** Текст для чтения **
^^^^^^^^
Кроме того, я даю торжественное обещание и клянусь: овладевать этой Священной Наукой так, как то пред­писано книгой Абрамелина, не пренебрегая ни одной •даже мельчайшей деталью её содержания; не интер­претировать и не комментировать это знание в отно­шении того, что является возможным, а что — невоз­можным, не использовать эту Священную Науку с це­лью оскорбить великого Бога или причинить вред ближнему. Обещаю не передавать эту Науку никому из живущих, если только путём длительного взаимо­действия и долгих бесед я не буду знать этого челове­ка досконально и тщательнейшим образом не прове­рю, нацелен ли он на служение Добру или Злу. Я буду точно соблюдать и учитывать при своём обучении тот метод, который использовал Абрамелин по отноше­нию к Аврааму. В противном случае пусть мои усилия останутся бесплодными. Как от скорпиона, буду я бе­жать от соблазна торговать этим Знанием. Да пребу­дет это Знание во мне и в моих потомках так долго, как это будет угодно Всевышнему.
^^^^^^^^
** Записи **
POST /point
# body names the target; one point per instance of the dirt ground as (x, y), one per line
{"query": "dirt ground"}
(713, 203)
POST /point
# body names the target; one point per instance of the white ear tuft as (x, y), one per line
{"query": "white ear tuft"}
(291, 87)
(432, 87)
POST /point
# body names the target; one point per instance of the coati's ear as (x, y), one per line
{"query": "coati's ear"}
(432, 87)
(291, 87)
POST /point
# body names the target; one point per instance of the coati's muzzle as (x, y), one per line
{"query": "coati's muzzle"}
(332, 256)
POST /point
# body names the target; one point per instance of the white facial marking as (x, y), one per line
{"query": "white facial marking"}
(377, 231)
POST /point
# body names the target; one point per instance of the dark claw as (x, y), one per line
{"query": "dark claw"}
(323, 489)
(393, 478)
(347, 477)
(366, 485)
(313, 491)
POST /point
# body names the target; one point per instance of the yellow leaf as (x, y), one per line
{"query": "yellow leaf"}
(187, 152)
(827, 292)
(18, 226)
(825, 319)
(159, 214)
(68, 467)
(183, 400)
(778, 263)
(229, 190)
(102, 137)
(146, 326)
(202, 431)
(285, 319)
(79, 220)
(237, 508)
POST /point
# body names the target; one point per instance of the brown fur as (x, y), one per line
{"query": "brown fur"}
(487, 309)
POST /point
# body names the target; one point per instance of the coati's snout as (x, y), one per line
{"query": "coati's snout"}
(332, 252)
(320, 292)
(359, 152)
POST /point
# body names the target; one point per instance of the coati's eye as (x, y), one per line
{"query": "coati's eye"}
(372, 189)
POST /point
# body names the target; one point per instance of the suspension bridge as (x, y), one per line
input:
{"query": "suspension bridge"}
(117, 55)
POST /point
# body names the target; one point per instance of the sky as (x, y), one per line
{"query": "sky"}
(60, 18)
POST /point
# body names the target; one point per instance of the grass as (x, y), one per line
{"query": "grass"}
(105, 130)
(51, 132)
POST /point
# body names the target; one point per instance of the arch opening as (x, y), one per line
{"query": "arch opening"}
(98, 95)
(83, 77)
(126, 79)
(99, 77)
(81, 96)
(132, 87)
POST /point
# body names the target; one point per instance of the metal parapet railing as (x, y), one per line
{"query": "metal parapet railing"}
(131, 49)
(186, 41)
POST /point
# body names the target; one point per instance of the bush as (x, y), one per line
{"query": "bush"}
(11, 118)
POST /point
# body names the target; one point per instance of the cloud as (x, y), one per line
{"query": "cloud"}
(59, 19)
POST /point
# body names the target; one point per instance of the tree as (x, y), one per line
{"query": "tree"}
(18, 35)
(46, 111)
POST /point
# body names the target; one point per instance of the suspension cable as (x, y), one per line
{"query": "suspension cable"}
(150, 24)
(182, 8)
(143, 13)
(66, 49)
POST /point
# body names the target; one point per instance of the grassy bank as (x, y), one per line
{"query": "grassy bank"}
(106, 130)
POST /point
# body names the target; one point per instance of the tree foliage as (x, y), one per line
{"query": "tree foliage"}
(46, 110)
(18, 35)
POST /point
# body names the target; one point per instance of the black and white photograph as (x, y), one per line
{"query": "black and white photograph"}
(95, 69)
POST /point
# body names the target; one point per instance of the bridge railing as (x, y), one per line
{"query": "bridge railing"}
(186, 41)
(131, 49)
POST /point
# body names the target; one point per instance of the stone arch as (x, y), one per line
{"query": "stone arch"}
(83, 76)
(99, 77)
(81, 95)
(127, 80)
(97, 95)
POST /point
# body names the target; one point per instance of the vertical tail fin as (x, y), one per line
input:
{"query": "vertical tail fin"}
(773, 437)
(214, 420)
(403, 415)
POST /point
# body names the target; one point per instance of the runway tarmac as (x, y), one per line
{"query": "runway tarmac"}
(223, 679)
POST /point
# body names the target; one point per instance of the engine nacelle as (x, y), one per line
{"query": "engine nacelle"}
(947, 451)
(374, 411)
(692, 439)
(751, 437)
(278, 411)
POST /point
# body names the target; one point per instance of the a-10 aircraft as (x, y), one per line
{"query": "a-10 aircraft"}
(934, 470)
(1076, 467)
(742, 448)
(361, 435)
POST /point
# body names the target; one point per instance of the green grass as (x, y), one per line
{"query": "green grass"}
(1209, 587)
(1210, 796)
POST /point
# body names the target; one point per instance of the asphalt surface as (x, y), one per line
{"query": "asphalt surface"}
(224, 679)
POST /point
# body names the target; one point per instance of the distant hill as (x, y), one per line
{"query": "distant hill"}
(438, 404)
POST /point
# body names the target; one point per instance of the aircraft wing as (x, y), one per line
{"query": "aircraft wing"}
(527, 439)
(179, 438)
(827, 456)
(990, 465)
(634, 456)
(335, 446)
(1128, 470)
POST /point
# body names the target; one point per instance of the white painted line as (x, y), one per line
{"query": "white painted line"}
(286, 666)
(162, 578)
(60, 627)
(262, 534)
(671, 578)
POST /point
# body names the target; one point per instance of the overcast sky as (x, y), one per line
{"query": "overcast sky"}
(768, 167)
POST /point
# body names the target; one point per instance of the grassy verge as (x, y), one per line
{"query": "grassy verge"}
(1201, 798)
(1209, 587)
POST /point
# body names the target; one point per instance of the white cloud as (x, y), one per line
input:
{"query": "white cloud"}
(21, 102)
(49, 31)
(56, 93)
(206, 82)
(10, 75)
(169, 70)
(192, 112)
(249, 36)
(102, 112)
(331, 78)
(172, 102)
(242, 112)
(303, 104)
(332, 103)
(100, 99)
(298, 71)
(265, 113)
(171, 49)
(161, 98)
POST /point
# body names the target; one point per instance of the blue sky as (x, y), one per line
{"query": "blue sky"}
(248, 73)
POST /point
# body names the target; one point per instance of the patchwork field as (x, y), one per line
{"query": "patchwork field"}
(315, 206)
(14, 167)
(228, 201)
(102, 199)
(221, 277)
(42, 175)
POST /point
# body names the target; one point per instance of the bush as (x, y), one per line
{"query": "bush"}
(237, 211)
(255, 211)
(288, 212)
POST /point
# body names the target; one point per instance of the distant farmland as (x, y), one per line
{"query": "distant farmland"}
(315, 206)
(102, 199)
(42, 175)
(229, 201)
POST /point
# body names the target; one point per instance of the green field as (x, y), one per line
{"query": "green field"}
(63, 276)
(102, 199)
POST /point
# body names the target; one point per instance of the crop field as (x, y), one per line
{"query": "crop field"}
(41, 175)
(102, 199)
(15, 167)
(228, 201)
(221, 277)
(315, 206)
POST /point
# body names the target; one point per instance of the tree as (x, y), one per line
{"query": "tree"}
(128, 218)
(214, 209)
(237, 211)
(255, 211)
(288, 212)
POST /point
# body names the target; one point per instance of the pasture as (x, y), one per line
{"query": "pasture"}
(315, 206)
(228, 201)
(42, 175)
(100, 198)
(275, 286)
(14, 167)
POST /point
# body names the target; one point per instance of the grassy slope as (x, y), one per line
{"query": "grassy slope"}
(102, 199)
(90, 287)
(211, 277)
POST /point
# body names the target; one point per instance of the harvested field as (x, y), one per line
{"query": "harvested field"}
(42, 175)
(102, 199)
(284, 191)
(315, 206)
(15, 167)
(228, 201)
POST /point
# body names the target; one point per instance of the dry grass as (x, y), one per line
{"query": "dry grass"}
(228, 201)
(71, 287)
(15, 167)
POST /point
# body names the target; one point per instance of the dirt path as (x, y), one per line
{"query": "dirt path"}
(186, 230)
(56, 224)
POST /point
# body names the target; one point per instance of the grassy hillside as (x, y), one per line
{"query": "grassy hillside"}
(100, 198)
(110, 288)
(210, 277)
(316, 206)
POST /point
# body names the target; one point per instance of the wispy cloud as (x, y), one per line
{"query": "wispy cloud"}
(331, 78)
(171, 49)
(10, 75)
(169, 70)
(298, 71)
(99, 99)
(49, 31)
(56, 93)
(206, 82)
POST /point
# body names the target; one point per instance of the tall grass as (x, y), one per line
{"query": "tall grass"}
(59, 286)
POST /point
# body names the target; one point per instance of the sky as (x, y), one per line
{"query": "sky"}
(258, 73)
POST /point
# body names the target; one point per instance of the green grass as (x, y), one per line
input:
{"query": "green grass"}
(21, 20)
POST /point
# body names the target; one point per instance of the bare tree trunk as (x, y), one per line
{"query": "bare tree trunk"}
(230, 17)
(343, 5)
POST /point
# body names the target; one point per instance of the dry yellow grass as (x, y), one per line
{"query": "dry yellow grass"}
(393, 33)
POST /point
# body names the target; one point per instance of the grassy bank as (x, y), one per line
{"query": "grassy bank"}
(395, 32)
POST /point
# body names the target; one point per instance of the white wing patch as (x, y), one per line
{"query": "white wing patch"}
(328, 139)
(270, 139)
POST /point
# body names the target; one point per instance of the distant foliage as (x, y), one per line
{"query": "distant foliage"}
^^^^^^^^
Определите, соответствуют ли тексту для чтения утверждения ниже. Для каждого ответьте «да» или «нет» и приведите точную цитату из текста, которая это решает.
1. В клятве обещано передавать Науку любому желающему.
2. В клятве обещано избегать соблазна торговать Знанием.
3. В клятве выражено желание, чтобы Знание оставалось в роду навсегда, независимо от воли Всевышнего.
Список для этой работы не понадобится.

1. Нет: «Обещаю не передавать эту Науку никому из живущих».
2. Да: «от соблазна торговать этим Знанием».
3. Нет: «так долго, как это будет угодно Всевышнему».